> _FRAGMENTO_
“… Jerusalén es la tierra que resume la vocación y el destino de la humanidad, Jerusalén, la tierra tres veces Santa, por distintas razones, para los hijos de Abraham, Judíos, cristianos y musulmanes. Comprender Jerusalén significa tener entre las manos la clave de interpretación de toda la historia de Dios entre los hombres. De ella, cada uno de nosotros puede decir con el salmista: “He aquí a mi madre, todos han nacido en ella” (Sal 87).

> _CONSIGNA_
Prolonga el fragmento sobre Jerusalén a partir de su última oración. El listado que viene a continuación no tiene relación alguna con el fragmento.

> _LISTADO PROPORCIONADO_

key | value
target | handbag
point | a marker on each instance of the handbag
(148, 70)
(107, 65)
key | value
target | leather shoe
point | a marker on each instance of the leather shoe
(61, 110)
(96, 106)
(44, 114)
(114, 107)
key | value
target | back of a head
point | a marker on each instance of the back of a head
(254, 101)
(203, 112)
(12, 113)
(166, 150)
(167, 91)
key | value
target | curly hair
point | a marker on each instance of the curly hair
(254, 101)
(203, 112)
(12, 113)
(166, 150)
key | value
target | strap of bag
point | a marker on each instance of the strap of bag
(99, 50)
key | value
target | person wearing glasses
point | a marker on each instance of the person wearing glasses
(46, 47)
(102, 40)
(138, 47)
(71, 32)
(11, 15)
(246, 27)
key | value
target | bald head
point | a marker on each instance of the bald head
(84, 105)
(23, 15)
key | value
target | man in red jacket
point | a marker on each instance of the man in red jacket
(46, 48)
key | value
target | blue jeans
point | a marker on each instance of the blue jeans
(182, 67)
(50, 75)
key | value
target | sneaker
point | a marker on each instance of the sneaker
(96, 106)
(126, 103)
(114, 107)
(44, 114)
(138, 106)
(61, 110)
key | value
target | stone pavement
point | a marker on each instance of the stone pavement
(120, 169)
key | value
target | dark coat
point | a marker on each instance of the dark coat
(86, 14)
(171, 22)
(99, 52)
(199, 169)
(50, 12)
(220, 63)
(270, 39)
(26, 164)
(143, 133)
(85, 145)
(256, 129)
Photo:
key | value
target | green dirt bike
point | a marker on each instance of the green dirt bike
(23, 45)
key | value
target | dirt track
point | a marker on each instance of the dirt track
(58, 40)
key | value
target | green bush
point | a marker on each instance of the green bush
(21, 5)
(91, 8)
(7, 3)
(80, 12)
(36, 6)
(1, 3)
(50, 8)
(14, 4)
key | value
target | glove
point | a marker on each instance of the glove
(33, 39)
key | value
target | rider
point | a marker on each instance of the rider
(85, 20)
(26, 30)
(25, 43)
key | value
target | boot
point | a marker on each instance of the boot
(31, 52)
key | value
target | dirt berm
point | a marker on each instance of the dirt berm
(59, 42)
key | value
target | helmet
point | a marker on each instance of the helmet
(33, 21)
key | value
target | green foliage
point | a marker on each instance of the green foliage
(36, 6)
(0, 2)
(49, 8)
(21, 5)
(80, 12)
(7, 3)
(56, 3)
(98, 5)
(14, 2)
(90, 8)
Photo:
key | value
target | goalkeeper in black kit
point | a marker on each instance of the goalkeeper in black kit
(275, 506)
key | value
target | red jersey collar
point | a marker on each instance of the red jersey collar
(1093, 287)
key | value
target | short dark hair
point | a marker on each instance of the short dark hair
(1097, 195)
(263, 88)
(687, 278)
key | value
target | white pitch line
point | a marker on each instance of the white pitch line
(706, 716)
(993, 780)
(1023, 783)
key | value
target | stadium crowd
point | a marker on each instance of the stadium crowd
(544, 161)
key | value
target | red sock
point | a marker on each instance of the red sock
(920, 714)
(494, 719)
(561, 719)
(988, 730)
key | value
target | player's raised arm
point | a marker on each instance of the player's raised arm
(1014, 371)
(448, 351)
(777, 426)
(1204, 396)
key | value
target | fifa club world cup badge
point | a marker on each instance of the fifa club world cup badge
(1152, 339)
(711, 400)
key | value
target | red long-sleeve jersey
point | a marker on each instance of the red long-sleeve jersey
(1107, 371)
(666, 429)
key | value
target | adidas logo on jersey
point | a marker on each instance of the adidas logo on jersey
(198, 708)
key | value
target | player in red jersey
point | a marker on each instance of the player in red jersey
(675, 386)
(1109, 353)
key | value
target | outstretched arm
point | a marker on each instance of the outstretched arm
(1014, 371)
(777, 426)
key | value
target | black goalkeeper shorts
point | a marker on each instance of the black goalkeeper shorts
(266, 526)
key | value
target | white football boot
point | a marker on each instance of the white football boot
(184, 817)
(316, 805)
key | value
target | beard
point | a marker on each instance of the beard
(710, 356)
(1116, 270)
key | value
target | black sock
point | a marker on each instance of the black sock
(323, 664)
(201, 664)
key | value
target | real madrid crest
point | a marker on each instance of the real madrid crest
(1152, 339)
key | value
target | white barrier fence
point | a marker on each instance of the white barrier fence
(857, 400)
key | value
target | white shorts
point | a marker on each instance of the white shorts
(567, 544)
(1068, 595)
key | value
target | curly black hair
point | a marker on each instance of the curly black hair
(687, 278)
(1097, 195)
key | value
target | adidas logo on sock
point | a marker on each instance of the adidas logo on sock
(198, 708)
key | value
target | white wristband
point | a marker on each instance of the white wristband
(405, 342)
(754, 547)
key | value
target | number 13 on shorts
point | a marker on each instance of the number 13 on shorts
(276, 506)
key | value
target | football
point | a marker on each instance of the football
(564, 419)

> _RESULTADO_
Pero, ¡qué distancia, cultural aún más que geográfica, entre el Occidente y el Oriente! En Jerusalén, las fuerzas a favor de la paz son más acuciantes que en otros lugares porque están alimentadas por la visión mesiánica descrita por Isaías. Cualquier buscador de la paz debe ser un profeta, un pionero lúcido e intrépido que va hasta el final de la marcha tortuosa que conduce a la paz. En Jerusalén, la responsabilidad de las iglesias es mayor que en cualquier otro lugar del mundo, porque iluminadas por la memoria gloriosa de Cristo que, muerto en la cruz, como dice San Pablo, destruyó el muro del odio, creando en sí mismo, a partir de hermanos enemigos, un solo Hombre Nuevo. (Cf. Ef 2,11-17).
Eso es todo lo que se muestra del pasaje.